What you should do: Rewrite every line of the rows below, requests included, with each coordinate in the answers multiplied by 1.6 and rounded to the nearest whole number, halves going up. Leave the pictures out of your answer.
[START]
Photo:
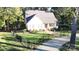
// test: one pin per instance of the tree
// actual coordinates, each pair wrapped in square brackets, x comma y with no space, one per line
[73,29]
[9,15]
[END]
Exercise result:
Photo:
// test: one pin per instance of the tree
// actual coordinates, each pair wrapped in square brackets, x comma y with no space, one per line
[117,46]
[14,24]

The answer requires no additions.